Please turn the data from the line containing "outline high-rise tower" up to and including the line containing "M 1326 542 L" into a Markdown table with the columns Row and Line, skipping blank lines. Include only those lines.

## RECORDS FOR THE EXERCISE

· · ·

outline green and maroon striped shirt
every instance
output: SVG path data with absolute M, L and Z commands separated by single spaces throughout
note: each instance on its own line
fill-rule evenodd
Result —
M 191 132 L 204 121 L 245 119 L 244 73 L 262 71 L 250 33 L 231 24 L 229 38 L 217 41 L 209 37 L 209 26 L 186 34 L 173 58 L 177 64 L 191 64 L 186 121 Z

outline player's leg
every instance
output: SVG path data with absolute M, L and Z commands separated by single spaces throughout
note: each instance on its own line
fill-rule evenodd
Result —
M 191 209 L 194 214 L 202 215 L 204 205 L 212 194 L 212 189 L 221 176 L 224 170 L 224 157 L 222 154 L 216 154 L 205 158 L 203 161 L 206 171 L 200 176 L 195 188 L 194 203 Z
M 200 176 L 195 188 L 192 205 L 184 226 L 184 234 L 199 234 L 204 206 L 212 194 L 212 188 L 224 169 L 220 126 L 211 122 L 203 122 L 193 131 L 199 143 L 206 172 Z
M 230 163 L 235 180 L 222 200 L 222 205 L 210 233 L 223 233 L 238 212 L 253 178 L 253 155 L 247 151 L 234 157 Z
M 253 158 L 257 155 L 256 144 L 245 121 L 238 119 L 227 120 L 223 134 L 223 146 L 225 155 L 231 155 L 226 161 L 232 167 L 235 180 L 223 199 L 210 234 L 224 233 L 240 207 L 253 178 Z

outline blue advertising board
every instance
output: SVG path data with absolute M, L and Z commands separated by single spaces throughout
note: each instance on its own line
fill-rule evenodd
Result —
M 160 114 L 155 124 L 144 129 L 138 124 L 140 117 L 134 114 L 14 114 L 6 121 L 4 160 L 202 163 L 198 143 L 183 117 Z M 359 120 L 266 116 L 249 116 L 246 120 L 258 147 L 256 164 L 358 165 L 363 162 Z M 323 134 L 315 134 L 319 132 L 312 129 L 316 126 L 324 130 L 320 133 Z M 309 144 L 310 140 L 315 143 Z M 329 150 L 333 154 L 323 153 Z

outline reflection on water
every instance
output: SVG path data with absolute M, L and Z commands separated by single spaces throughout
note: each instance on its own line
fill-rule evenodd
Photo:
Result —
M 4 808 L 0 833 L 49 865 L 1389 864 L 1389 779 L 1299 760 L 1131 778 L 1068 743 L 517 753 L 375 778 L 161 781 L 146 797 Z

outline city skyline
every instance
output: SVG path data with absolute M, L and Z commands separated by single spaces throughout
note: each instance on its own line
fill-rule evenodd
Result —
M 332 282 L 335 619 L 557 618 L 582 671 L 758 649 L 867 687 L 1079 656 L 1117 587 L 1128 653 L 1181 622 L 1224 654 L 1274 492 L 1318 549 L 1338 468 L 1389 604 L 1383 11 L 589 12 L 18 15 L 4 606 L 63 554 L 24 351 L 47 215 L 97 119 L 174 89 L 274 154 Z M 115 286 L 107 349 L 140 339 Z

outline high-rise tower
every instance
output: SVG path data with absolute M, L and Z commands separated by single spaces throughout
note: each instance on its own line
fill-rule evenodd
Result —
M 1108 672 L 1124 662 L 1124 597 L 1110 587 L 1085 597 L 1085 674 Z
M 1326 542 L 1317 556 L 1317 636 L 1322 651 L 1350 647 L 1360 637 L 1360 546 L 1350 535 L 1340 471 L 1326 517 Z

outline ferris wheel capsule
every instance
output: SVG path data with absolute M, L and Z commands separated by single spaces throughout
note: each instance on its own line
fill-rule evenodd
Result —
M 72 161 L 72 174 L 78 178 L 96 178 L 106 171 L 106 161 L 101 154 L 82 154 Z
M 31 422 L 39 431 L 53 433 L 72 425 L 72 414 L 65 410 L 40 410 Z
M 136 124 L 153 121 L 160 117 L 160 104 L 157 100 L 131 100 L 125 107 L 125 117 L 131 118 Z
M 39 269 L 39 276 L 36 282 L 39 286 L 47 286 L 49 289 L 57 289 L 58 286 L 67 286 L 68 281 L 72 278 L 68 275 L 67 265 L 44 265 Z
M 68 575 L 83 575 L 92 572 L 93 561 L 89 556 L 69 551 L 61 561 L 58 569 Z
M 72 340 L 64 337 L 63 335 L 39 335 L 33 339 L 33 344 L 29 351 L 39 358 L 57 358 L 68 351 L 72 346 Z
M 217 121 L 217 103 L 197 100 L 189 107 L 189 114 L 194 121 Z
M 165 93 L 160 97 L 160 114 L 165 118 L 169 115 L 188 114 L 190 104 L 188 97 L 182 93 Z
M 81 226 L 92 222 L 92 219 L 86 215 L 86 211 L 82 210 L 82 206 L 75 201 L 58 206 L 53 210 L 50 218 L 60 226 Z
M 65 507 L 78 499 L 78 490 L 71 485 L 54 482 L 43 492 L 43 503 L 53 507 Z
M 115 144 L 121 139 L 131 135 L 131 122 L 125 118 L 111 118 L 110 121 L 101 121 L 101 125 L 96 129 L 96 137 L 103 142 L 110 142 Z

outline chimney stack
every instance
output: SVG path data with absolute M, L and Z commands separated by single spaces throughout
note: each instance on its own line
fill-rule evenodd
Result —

· · ·

## ANSWER
| Row | Line |
|---|---|
| 1 | outline high-rise tower |
| 2 | every instance |
| 3 | output: SVG path data with absolute M, L and Z commands separated by single spaces throughout |
| 4 | note: each instance on its own line |
| 5 | fill-rule evenodd |
| 6 | Result — |
| 7 | M 1108 672 L 1124 662 L 1124 597 L 1110 587 L 1085 597 L 1085 674 Z |
| 8 | M 1326 542 L 1317 556 L 1317 636 L 1322 651 L 1350 647 L 1360 637 L 1360 546 L 1350 535 L 1340 471 L 1326 517 Z |